### What this task involves
The passage on presidential candidate shipping says a McCain x Obama pairing in 2008 would have been weird and off-putting. What two reasons does it give?

(Beginning of Passage shown)

So the 2012 presidential campaign, then, took a somewhat… interesting turn when it came to the dynamics between our two leading candidates.
I’m talking about Obama x Romney fan works.
Maybe it was because the internet, already predisposed to ship any two men or any two women who come within a yard of each other, saw the two campaign against each other as heated, but not bitter, rivals. Everyone knows rivals make a good pair. Maybe it was because they were both relatively handsome; Mitt, especially, looked far younger than his age, while Obama had aged the most gracefully of any first-term President (barring Jimmy Carter <3). Maybe it was more just the absurdity of presidential campaigns leads to absurd things spawning forth in response.
Whatever it was, here we got the first, and as far as I can find, only widespread example of Presidential Candidate Shipping.
My personal theory is that this was due to happen at some point, but factors were just never right for any other election. McCain x Obama in 2008 would have been weird and off-putting due to the large age gap and McCain’s inability to raise his arms above his chest hampering most sexual encounters. Bush x Kerry may have existed in 2004, but not enough for me to find any evidence of it (though those miniclip flash games sure were fun). Before that, the internet wasn’t used enough and our hyper-ironic self-mocking culture had not advanced quite as far as it needed for there to be such a moronic and great thing such as Presidential Candidate Shipping. Once we reached that point, though, it was only a matter of time.

(End of Passage shown)
(Beginning of Recorded data)

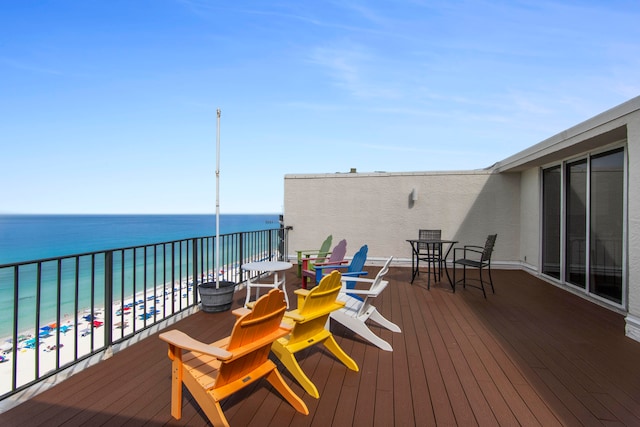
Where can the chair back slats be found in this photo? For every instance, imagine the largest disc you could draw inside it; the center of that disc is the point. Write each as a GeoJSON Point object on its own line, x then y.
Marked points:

(End of Recorded data)

### Output of the exercise
The large age gap, and McCain's inability to raise his arms above his chest.